• [What the task asks] Rewrite the lines below as a JSON list of strings, with one string per line and blank lines omitted. Leave the pictures out of the list.

[Part of a data file]

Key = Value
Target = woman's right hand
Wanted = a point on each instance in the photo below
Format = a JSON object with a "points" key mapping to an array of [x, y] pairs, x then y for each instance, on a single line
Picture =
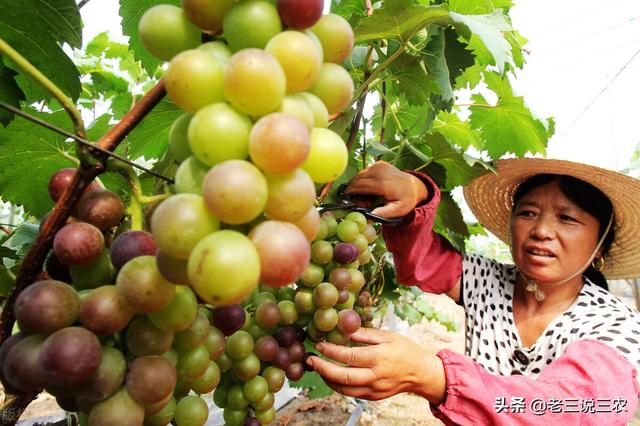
{"points": [[401, 191]]}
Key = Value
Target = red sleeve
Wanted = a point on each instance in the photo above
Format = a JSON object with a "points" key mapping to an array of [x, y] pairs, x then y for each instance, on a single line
{"points": [[590, 384], [422, 257]]}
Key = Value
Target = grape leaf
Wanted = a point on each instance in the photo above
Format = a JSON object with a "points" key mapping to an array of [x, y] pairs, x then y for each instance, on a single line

• [Full response]
[
  "Key = Value",
  "Target = woman's right hand",
  "Wanted = a point on each instance in the photo below",
  "Format = a JSON object with a \"points\" key mapping to an array of [x, y] pairs, x then y for each instance, on a single line",
  "Picture =",
  "{\"points\": [[401, 191]]}",
  "Key = Value",
  "Target = red sleeve",
  "Wanted = a point on each instance in the photo above",
  "Format = a JSON object with a \"points\" key mapping to an array of [x, y] pairs, x then y for each instance, on a single line",
  "{\"points\": [[590, 384], [422, 257]]}",
  "Key = Value",
  "Target = grape leaf",
  "Wanted = a point on each instance in the photo above",
  "Format = a JSON object with a \"points\" key mapping to an array of [x, y] pairs, x then y for each instance, on a single line"
]